* [TEXT BLOCK]
============

Design and construction

Listed Building – Grade II
- Official name: The Griffin
- Designated: 12 July 1985
- Reference no.: 1338520

Website
- Official website

= The Griffin, Bowdon =

Pub in Trafford, Greater Manchester, England

The Griffin is a Grade II listed public house on Stamford Road in Bowdon, a village in Trafford, Greater Manchester, England. Built in the late 18th century with later 19th‑century additions, it appears on the 1877 and 1938 Ordnance Survey maps as an unnamed inn. As of 2025, it is owned by Greene King and operated as part of the Chef & Brewer chain.

==History==
The building was constructed in the late 18th century, according to its official listing, with additions made in the 19th century. (Note: The South Trafford Archaeological Group refer to the building as the "Griffin Hotel" and state that it was built in the late 17th or early 18th century, with a wing added during the Georgian period.) The 1877 and 1938 Ordnance Survey maps mark the building as an inn without an attributed name.

On 12 July 1985, The Griffin was designated a Grade II listed building. As of 2025, the pub's freehold remains with Greene King, and it is operated as part of the Chef & Brewer chain. The pub stands facing the Grade II*-listed Church of St Mary the Virgin.

==Architecture==
The building is finished in render over brick and has a slate roof. It has two bays and a double‑depth layout, with a central doorway. Three bays were added to the right in the 19th century, along with a lean-to. The corners are picked out in stone and there is a small cornice at the eaves. The six‑panel door has a later canopy, and the windows are sash types; those in the 19th‑century addition keep their original glazing bars on the upper floor, with 20th‑century replacements below. There are two chimney stacks along the ridge.

============

* [DATA LISTING]
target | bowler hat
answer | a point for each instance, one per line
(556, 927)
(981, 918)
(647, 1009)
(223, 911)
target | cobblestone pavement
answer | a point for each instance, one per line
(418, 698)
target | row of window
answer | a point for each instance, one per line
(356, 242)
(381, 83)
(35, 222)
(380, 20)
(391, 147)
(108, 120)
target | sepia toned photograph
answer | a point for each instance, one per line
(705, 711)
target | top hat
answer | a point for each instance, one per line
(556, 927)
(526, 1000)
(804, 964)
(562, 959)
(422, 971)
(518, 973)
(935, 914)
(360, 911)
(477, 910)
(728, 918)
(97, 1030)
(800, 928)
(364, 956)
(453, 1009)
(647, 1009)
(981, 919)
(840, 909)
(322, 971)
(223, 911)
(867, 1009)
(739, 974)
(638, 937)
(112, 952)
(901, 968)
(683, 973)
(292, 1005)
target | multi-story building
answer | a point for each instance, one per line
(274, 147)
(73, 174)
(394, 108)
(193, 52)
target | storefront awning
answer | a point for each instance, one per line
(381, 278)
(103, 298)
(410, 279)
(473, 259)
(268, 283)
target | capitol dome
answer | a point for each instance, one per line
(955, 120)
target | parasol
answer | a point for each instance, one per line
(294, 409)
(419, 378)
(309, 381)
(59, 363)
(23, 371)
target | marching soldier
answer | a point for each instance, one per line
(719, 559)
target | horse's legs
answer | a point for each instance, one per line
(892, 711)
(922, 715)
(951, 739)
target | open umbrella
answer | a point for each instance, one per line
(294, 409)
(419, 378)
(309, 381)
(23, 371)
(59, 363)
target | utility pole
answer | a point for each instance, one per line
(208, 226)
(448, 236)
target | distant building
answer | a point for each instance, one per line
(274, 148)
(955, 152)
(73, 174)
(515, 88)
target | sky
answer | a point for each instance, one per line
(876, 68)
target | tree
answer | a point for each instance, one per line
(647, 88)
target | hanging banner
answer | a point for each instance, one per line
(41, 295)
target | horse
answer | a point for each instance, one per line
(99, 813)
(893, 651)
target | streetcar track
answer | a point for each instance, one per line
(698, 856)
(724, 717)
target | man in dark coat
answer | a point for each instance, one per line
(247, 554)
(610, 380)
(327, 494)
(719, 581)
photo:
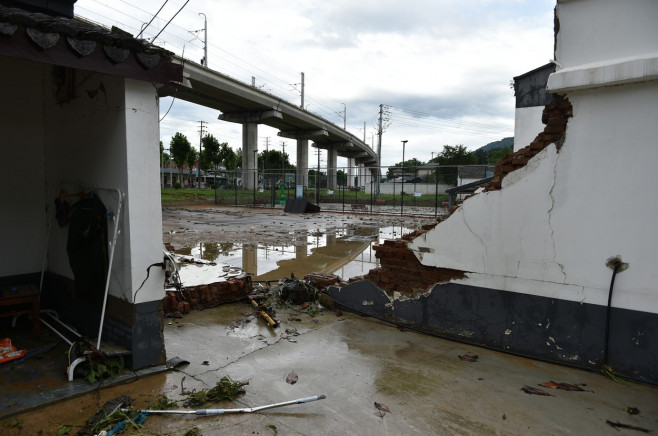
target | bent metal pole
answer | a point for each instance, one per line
(207, 412)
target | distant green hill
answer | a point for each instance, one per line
(505, 142)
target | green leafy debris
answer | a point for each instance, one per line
(225, 390)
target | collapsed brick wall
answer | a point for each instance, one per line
(555, 116)
(199, 297)
(401, 271)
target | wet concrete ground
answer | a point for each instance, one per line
(355, 362)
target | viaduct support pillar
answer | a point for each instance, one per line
(302, 162)
(332, 161)
(249, 158)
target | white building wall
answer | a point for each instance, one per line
(144, 206)
(555, 222)
(108, 150)
(605, 29)
(23, 225)
(527, 124)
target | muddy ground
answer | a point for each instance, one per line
(186, 225)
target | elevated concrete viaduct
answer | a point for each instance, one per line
(241, 103)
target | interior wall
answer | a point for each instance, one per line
(23, 223)
(85, 151)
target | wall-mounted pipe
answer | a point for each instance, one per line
(617, 266)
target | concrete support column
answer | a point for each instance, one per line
(302, 162)
(249, 145)
(332, 161)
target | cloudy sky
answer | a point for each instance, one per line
(441, 68)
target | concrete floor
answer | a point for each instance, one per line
(355, 362)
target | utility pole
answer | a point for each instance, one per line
(201, 132)
(317, 180)
(302, 105)
(205, 40)
(283, 163)
(344, 116)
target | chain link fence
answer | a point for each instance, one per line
(414, 191)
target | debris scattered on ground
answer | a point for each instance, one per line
(632, 410)
(617, 425)
(292, 378)
(534, 391)
(609, 372)
(297, 292)
(563, 386)
(210, 412)
(382, 409)
(107, 416)
(262, 310)
(468, 357)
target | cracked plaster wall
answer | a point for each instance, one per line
(555, 221)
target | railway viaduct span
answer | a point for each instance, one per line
(241, 103)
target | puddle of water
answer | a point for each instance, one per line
(346, 252)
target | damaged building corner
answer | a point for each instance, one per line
(555, 117)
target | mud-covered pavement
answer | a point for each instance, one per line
(191, 224)
(355, 361)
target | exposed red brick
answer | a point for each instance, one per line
(555, 116)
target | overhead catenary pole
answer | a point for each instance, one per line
(379, 145)
(201, 132)
(404, 143)
(205, 40)
(302, 105)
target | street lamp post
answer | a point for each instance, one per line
(404, 143)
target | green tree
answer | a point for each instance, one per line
(496, 155)
(179, 147)
(453, 155)
(456, 155)
(191, 160)
(231, 159)
(341, 177)
(410, 167)
(210, 154)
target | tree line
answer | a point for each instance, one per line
(450, 156)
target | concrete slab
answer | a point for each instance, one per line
(355, 362)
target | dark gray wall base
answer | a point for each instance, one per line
(538, 327)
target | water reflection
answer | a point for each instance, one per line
(346, 252)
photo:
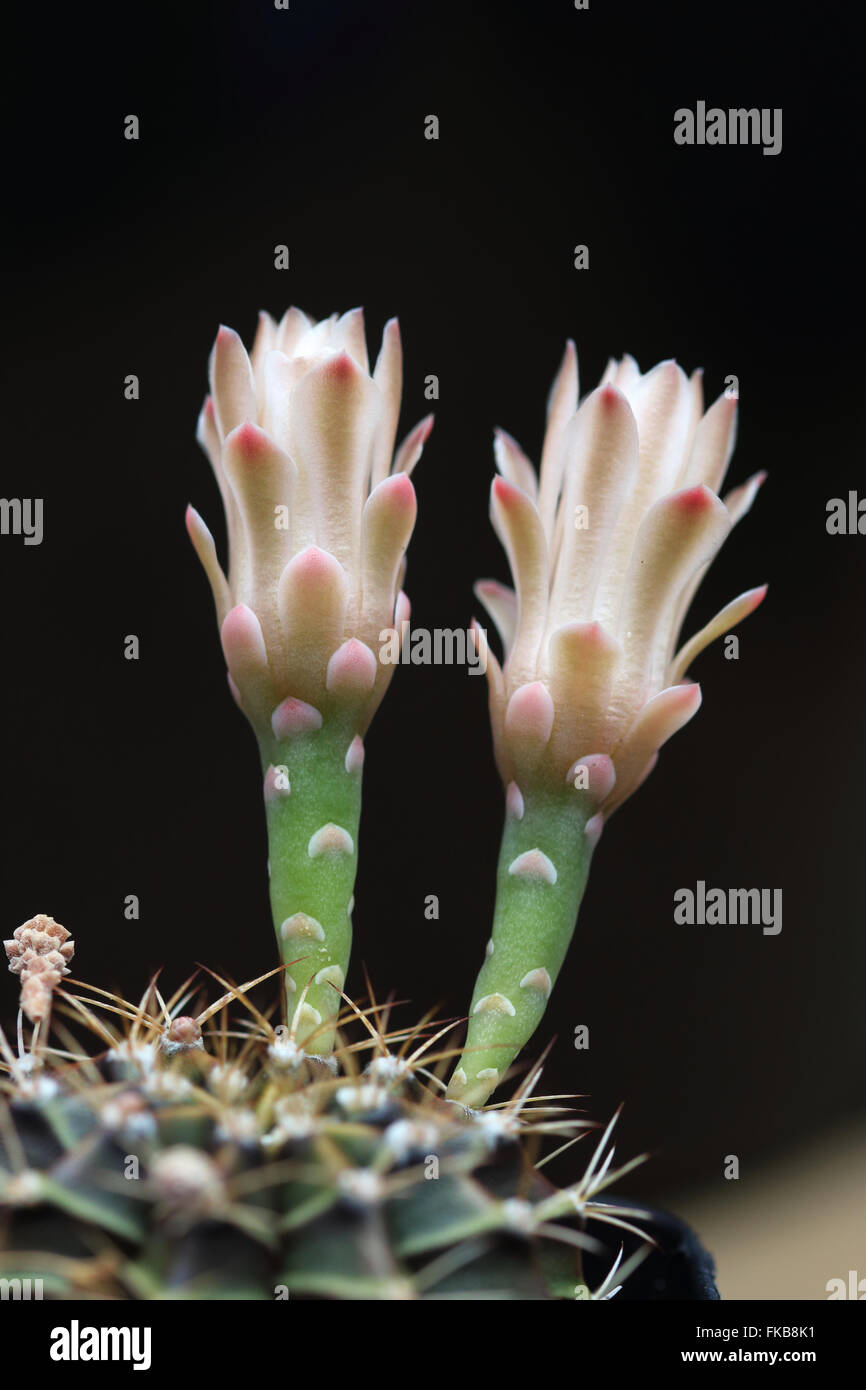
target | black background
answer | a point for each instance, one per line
(556, 128)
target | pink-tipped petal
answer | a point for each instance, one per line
(413, 446)
(295, 716)
(601, 445)
(352, 670)
(203, 542)
(724, 620)
(388, 375)
(528, 717)
(519, 526)
(513, 463)
(562, 403)
(335, 412)
(595, 774)
(501, 603)
(679, 535)
(738, 501)
(713, 445)
(232, 385)
(312, 598)
(246, 659)
(387, 524)
(349, 335)
(659, 720)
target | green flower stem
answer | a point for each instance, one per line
(533, 926)
(313, 861)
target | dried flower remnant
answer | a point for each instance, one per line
(39, 952)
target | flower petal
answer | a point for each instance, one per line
(232, 385)
(601, 471)
(713, 445)
(519, 526)
(513, 463)
(387, 524)
(312, 598)
(203, 542)
(501, 603)
(388, 375)
(334, 414)
(724, 620)
(562, 403)
(679, 534)
(659, 719)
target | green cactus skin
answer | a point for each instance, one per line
(313, 827)
(533, 927)
(184, 1171)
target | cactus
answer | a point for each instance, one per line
(182, 1164)
(160, 1150)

============

* [WORK ITEM] Repeat the text on The Griffin from "On 12 July 1985, The" up to and including "Mary the Virgin.", switching "freehold" to "ownership".

* [ANSWER TO THIS PROBLEM]
On 12 July 1985, The Griffin was designated a Grade II listed building. As of 2025, the pub's ownership remains with Greene King, and it is operated as part of the Chef & Brewer chain. The pub stands facing the Grade II*-listed Church of St Mary the Virgin.